[What this task involves] Determine how many lines in the listing hold "cardboard" and give only that number.

[Information supplied]
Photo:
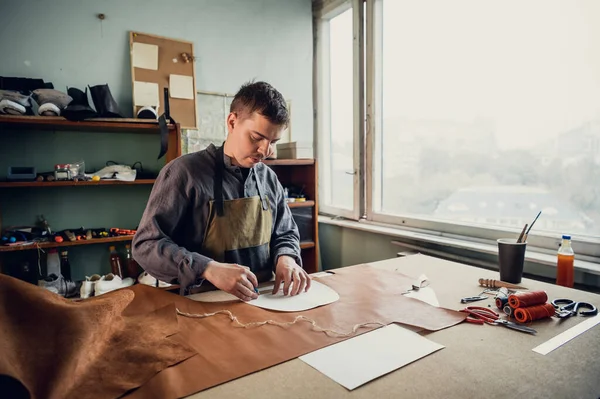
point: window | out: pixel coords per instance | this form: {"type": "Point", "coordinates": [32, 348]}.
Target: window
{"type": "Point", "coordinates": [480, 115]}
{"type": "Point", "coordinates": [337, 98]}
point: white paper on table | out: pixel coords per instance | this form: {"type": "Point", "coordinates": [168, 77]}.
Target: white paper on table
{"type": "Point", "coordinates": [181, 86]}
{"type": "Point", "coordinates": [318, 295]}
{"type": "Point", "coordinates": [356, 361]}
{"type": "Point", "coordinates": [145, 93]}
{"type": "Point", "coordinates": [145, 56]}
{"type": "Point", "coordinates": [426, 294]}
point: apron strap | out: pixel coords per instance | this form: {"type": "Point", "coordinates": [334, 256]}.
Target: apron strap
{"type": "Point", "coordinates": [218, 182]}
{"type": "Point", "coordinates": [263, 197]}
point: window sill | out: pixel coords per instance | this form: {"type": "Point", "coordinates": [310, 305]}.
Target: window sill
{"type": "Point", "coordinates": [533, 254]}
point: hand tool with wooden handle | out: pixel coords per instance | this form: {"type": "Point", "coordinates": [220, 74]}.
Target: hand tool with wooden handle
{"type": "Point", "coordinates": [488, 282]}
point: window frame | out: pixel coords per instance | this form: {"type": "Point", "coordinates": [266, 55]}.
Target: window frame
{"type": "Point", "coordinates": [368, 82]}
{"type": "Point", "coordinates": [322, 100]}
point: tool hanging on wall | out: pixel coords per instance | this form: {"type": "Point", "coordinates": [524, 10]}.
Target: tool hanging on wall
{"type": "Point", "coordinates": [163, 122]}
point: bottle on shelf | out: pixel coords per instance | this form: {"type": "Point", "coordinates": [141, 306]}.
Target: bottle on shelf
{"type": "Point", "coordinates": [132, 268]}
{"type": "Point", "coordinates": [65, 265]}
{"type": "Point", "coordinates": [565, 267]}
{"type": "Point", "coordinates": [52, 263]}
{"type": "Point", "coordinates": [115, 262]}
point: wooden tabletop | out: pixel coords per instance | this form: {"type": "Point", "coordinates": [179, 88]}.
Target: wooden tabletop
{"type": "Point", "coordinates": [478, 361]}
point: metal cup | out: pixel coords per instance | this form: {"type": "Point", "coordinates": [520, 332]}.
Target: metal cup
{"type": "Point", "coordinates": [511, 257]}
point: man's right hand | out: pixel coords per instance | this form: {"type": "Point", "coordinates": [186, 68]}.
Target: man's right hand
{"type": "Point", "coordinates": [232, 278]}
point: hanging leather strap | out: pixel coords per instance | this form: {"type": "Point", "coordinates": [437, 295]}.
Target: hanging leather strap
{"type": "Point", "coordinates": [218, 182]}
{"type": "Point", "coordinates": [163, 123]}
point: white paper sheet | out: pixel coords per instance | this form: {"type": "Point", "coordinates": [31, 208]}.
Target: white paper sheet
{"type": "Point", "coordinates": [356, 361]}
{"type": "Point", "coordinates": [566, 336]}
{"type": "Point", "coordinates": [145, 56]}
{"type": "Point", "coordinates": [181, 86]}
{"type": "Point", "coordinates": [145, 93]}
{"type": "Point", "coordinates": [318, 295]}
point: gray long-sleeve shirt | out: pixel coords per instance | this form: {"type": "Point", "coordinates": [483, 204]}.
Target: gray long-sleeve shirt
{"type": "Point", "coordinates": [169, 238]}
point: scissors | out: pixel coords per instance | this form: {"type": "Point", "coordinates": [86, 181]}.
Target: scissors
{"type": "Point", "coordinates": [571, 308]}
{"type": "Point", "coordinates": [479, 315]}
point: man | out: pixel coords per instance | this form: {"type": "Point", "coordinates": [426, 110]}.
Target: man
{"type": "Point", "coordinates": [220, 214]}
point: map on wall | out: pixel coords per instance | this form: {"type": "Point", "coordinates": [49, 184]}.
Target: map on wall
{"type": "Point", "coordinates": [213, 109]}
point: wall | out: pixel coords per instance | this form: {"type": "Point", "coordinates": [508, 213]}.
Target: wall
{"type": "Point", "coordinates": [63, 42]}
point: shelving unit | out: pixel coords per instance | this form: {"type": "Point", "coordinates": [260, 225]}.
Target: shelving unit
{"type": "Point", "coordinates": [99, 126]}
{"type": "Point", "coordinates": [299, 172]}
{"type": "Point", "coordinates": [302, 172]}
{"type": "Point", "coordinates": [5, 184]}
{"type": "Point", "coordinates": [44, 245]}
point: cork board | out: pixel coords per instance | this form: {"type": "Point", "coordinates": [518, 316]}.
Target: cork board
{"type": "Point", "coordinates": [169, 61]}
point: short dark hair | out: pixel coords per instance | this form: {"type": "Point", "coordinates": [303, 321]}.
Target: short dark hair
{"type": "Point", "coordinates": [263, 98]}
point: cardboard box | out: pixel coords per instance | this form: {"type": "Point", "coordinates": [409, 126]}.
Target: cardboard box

[Expected answer] 2